What to produce:
Exactly as written, retype all of the records that come next.

Extracted data entries:
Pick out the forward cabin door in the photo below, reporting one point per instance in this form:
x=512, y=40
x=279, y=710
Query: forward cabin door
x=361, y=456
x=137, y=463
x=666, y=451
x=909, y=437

The answer:
Pick out the forward cabin door in the photo below, reporting one point per instance in this form:
x=512, y=40
x=279, y=710
Query: forward cabin door
x=361, y=456
x=137, y=463
x=666, y=451
x=909, y=437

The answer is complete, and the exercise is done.